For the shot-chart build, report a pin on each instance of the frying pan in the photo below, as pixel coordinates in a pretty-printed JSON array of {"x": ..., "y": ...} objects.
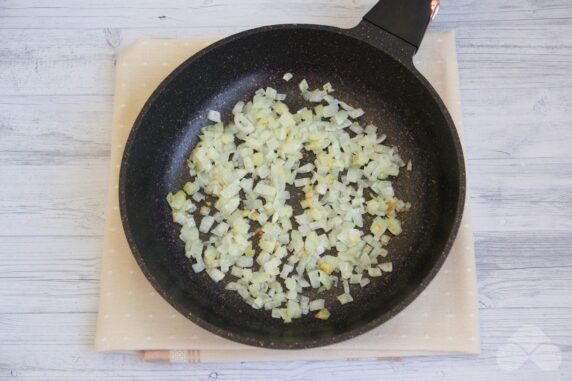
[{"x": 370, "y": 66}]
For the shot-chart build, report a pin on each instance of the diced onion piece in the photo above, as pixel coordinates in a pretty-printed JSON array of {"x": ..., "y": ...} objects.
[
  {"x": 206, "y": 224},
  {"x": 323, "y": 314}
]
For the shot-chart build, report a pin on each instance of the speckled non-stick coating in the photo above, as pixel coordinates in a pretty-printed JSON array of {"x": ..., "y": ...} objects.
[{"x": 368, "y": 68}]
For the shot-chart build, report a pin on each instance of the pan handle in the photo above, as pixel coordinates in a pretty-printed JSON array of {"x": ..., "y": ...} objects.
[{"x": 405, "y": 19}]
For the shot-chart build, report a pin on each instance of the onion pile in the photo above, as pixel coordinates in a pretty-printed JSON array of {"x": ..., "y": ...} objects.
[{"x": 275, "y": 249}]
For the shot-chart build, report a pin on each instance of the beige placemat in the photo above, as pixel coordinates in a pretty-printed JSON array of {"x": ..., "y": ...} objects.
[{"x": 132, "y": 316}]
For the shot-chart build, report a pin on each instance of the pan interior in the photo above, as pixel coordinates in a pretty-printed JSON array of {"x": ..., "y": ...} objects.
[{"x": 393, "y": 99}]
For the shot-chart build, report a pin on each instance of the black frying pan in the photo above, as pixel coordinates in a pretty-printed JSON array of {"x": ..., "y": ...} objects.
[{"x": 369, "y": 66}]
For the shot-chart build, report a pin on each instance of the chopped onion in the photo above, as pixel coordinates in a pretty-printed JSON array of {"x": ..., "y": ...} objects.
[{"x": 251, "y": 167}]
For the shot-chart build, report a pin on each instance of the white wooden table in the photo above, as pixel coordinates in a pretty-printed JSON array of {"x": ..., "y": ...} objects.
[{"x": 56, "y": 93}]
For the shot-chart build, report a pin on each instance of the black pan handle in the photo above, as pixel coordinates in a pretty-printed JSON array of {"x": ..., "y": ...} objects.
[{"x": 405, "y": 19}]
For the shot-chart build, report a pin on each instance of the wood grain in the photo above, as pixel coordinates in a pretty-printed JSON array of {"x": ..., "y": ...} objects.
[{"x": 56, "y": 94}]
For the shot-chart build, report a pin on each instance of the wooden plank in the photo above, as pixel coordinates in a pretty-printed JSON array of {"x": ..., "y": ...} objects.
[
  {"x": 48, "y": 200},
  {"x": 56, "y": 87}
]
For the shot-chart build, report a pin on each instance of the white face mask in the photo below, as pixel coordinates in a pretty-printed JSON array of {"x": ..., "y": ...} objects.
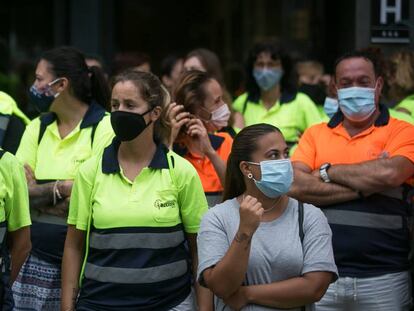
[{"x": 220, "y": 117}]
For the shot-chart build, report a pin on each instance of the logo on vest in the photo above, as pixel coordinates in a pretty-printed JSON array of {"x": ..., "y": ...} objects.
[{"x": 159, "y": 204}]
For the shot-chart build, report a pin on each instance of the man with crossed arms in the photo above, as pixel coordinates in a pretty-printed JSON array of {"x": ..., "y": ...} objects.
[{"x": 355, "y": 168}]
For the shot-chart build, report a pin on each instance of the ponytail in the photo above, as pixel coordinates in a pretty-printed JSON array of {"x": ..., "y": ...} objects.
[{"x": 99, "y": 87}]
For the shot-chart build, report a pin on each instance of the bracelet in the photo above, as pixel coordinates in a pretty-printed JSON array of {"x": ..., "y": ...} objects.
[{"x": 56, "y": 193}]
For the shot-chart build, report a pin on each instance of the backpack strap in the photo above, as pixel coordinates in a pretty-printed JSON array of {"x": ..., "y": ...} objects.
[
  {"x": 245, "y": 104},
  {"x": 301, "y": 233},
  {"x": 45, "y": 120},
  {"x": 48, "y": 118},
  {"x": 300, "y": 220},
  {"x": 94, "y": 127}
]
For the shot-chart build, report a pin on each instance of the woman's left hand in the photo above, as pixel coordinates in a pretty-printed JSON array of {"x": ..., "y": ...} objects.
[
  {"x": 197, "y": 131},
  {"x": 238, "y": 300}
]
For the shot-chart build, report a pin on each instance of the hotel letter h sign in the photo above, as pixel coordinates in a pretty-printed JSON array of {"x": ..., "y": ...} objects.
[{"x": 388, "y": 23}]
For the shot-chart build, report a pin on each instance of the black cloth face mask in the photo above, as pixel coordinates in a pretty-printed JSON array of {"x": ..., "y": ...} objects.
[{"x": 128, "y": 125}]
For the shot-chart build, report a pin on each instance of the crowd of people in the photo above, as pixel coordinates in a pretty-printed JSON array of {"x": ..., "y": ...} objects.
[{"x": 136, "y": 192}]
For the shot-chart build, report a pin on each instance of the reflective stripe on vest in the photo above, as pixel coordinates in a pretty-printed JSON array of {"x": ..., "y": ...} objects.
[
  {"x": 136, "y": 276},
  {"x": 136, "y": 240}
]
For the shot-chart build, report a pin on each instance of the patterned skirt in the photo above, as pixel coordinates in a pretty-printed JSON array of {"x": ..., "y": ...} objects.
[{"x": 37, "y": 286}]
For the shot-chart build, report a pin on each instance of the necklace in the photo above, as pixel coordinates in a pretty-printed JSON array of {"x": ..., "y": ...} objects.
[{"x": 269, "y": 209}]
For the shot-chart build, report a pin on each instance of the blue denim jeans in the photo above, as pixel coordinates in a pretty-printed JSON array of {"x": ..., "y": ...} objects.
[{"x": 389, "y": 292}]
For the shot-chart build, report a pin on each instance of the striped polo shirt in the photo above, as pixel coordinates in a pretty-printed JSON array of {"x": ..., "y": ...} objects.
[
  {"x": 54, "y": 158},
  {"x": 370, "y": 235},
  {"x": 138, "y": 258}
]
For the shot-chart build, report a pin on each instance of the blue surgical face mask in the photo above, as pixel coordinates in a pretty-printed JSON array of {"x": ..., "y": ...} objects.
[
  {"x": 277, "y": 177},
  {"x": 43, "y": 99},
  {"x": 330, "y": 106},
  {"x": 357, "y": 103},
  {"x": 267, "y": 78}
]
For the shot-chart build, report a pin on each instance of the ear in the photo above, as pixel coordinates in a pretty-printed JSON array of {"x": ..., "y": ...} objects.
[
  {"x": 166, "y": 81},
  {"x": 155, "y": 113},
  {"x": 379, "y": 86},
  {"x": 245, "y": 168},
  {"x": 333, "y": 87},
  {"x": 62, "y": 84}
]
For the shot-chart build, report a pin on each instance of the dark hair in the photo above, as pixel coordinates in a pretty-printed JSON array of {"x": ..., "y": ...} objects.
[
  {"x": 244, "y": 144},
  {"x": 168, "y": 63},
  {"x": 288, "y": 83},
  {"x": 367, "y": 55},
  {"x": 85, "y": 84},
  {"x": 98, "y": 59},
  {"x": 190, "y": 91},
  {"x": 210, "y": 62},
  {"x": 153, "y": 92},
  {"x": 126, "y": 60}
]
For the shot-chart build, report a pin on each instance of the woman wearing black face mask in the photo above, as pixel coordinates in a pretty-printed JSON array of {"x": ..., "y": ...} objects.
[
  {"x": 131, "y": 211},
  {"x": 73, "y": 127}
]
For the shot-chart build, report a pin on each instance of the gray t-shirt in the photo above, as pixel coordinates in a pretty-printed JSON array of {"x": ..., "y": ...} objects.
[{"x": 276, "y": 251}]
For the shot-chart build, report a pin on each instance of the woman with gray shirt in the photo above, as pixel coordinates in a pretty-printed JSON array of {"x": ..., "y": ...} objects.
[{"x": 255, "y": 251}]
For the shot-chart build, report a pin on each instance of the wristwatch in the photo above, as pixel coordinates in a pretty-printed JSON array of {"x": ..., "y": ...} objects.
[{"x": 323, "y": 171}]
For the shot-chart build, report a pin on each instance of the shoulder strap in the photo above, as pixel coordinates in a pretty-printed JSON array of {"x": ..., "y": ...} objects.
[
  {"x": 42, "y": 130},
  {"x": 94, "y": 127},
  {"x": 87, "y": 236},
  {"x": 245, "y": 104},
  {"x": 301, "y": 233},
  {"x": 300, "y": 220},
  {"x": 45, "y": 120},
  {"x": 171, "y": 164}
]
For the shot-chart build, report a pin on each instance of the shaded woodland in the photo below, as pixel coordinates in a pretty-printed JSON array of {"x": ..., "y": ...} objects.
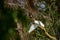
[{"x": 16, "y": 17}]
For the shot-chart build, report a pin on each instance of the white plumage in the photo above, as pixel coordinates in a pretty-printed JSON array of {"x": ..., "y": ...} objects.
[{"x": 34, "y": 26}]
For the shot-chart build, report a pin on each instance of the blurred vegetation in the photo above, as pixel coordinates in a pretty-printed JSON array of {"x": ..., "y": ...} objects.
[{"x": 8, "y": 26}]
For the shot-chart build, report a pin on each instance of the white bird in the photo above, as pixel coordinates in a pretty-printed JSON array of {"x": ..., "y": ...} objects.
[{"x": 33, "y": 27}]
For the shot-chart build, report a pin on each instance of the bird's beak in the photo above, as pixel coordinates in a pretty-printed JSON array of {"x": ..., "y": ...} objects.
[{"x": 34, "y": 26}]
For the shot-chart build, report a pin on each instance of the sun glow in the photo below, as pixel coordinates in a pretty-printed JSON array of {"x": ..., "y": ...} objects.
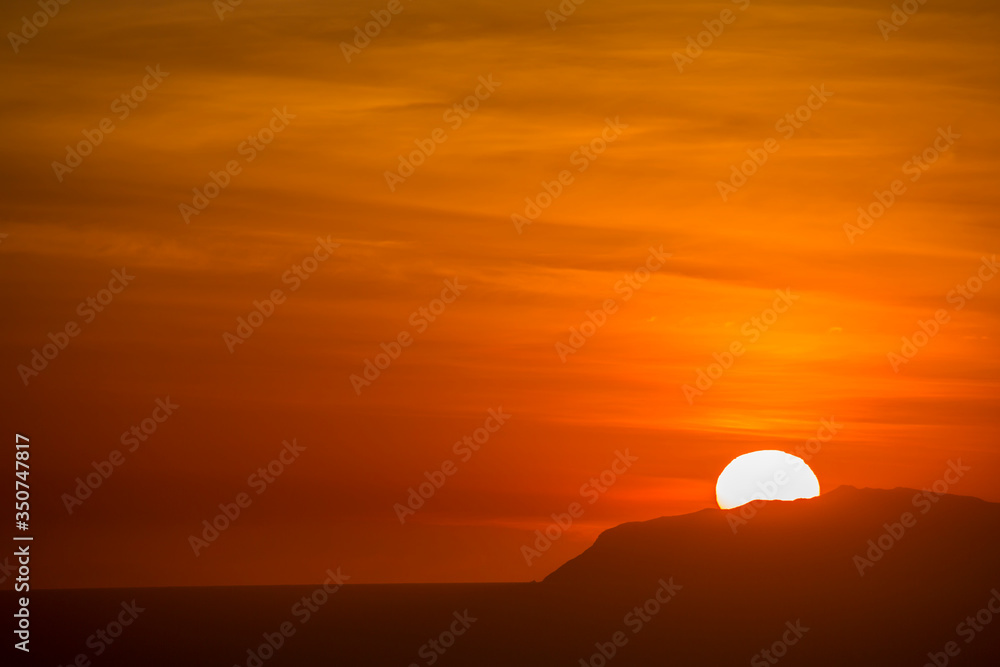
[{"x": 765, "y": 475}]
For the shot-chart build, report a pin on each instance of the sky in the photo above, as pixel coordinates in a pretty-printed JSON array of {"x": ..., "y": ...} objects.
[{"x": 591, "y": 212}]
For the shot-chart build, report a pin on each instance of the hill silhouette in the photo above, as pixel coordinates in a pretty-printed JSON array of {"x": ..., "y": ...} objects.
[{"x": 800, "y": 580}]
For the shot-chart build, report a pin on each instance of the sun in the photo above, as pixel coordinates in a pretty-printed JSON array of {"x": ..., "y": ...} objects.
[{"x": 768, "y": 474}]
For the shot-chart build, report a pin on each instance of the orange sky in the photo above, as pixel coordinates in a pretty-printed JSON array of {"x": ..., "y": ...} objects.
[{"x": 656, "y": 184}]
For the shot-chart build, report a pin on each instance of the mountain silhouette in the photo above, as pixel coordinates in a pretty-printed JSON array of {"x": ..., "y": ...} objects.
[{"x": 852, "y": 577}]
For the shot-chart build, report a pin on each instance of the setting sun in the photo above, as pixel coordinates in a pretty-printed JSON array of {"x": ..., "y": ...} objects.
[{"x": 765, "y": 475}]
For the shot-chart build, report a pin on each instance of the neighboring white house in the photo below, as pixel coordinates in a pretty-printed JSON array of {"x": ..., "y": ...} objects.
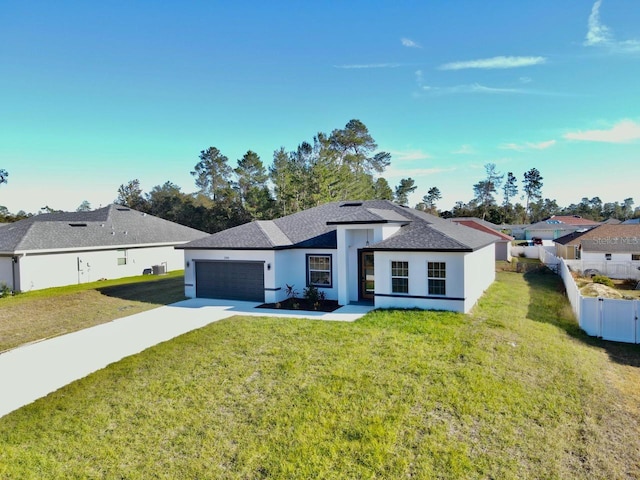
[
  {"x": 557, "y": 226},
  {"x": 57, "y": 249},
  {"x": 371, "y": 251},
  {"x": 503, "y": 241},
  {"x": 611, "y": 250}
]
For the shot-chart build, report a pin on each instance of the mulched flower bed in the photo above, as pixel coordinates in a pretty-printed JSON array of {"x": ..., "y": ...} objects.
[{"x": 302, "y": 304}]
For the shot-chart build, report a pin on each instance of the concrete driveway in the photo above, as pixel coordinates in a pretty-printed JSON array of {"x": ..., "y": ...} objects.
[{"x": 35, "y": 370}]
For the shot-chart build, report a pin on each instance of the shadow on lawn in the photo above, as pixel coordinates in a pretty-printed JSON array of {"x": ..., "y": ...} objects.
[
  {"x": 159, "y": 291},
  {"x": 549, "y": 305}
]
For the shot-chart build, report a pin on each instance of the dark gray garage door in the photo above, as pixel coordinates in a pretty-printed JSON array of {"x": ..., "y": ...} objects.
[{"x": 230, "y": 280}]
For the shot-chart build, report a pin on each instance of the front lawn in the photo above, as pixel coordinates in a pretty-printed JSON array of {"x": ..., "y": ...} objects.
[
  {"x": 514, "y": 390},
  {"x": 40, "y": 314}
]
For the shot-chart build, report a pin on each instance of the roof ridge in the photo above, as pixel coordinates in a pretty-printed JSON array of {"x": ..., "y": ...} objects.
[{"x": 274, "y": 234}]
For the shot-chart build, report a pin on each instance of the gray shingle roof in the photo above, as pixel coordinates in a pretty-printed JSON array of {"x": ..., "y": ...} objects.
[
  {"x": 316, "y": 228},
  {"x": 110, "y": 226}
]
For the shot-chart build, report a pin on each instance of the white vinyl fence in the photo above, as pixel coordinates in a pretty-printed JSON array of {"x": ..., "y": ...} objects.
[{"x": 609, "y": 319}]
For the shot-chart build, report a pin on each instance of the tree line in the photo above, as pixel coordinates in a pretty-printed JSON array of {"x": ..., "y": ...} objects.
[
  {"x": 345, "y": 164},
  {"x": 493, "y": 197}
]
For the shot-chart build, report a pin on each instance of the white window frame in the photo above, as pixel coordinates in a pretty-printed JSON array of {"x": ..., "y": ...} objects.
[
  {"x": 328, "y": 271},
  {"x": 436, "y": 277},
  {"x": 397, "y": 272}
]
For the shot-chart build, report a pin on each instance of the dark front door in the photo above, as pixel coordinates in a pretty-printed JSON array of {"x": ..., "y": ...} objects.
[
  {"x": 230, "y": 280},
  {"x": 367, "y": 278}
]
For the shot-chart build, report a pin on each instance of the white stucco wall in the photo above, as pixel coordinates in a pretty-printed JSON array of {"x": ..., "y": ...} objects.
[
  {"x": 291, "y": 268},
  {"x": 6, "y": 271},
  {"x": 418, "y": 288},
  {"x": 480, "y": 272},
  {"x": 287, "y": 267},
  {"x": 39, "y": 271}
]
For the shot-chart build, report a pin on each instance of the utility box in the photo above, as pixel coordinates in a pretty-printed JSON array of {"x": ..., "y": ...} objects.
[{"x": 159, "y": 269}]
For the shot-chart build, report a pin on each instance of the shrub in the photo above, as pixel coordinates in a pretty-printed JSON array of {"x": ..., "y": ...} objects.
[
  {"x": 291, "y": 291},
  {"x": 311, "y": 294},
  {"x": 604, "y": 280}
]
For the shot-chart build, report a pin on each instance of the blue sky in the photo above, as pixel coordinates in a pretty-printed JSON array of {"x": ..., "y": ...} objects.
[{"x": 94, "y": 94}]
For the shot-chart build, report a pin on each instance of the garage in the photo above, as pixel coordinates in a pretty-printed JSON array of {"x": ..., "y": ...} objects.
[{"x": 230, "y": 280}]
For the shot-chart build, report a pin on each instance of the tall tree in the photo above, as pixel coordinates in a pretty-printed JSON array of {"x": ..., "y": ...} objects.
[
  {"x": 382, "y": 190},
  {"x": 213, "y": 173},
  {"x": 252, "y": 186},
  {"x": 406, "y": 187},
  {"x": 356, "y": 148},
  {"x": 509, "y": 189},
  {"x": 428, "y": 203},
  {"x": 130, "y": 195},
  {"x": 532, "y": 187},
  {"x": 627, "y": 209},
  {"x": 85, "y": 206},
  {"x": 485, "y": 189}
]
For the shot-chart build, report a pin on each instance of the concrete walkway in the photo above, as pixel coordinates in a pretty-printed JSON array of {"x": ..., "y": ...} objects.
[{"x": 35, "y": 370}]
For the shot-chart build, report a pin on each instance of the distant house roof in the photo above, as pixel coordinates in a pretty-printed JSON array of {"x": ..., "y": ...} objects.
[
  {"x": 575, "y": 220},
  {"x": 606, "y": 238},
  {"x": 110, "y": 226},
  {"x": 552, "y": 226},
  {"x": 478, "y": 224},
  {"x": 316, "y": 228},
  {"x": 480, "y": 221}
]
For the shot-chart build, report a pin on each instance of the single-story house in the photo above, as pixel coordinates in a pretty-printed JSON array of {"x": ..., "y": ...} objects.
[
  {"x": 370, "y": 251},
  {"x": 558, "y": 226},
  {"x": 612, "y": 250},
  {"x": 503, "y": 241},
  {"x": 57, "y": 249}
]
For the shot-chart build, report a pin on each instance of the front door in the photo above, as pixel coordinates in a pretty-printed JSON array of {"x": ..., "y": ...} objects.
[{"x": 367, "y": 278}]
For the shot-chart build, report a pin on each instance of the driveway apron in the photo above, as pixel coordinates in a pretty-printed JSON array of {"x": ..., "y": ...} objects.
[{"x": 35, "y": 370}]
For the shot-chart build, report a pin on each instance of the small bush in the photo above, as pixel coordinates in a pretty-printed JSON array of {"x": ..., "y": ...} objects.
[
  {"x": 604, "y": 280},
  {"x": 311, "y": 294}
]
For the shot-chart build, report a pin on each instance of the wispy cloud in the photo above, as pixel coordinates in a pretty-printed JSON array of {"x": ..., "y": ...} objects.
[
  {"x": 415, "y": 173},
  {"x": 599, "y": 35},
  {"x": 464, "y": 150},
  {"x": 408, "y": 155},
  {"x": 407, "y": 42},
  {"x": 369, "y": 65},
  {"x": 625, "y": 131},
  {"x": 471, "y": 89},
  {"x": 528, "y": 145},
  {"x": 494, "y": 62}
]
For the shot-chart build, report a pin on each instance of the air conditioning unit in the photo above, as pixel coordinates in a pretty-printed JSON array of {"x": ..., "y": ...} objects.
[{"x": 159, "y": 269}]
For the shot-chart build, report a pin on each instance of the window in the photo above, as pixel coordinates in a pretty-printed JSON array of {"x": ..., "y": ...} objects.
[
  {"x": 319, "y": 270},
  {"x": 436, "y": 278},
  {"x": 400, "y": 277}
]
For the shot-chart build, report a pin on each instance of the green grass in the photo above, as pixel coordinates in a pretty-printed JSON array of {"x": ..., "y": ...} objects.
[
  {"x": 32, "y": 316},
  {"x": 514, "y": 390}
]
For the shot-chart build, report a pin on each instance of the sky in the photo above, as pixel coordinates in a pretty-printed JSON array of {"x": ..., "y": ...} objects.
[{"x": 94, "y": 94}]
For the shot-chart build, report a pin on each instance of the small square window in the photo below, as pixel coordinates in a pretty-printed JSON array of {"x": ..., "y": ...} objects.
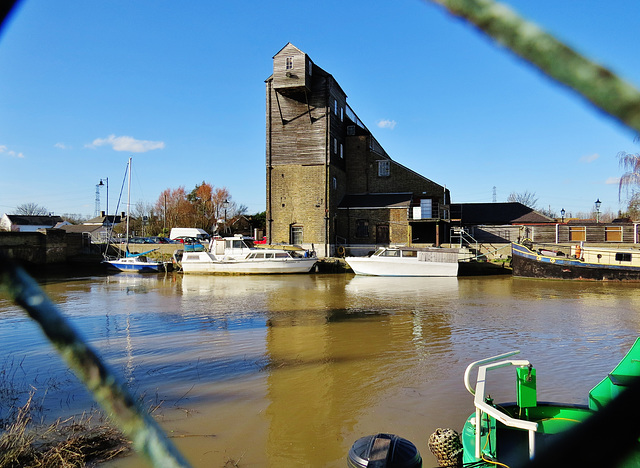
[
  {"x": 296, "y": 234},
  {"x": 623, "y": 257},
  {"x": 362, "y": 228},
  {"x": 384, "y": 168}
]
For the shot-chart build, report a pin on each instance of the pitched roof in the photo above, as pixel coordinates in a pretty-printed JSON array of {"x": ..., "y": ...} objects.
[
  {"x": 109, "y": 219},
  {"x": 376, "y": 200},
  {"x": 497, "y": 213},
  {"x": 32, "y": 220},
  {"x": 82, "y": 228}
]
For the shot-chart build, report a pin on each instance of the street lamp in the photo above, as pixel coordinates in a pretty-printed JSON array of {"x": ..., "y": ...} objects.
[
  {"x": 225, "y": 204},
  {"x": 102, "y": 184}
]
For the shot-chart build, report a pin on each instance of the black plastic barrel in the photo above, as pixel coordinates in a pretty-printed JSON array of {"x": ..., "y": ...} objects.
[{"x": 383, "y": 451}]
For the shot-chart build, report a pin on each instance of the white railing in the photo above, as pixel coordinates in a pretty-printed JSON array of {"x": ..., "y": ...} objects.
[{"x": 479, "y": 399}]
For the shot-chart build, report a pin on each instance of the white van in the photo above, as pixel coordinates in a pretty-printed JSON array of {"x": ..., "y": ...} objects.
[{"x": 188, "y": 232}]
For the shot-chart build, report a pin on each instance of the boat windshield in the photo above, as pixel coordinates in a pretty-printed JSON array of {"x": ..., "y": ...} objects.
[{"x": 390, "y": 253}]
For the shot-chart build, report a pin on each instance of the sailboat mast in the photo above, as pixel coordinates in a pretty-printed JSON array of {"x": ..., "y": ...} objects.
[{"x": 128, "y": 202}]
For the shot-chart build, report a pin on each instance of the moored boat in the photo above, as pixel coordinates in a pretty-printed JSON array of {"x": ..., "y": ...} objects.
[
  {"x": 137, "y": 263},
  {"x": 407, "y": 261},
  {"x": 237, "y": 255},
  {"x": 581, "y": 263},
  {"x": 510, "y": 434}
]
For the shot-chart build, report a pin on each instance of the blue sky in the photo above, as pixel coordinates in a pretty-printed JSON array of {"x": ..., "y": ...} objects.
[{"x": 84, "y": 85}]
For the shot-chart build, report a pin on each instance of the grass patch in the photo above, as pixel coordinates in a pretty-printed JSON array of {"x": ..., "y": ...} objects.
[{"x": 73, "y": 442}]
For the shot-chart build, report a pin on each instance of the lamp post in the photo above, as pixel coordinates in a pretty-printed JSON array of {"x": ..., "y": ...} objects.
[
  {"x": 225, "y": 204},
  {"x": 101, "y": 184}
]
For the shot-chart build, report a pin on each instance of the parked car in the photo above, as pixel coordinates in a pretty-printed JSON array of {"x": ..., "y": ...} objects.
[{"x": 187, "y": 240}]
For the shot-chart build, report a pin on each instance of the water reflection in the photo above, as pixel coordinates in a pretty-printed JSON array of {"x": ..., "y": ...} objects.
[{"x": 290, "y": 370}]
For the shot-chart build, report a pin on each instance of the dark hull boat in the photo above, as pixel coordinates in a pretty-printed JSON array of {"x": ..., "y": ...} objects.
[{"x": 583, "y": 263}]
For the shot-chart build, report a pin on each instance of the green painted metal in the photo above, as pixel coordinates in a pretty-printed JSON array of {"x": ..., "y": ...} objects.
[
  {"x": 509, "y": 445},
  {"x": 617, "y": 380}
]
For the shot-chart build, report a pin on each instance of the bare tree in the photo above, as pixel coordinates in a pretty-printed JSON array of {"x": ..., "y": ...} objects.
··········
- Directions: Above are the records; copy exactly the lines from the one with "of the water" through the final line.

- Exercise response:
For the shot-chart build, report a pin on each instance of the water reflection in the photo above, as pixel coordinates in a pretty-printed JSON array of {"x": ..., "y": ...} objects.
[{"x": 290, "y": 370}]
For the shot-chart build, report a pin on each instance of the dark hull boat in the photo above, as pixel coordinates in a pretty-printed JSON array of {"x": ..., "y": ...} objects.
[{"x": 583, "y": 263}]
For the shot-chart build, report a pin on each instance of the green painted metal in the photo above, as pixel coordinates in a pretty-printed JSON array of {"x": ..., "y": ...} objects.
[
  {"x": 509, "y": 445},
  {"x": 617, "y": 380}
]
For the shot-chart build, report a pin on each instance of the bare tree in the photo above, as pixel coordinates in a pretty-printed JSON array of {"x": ..., "y": ...} objects.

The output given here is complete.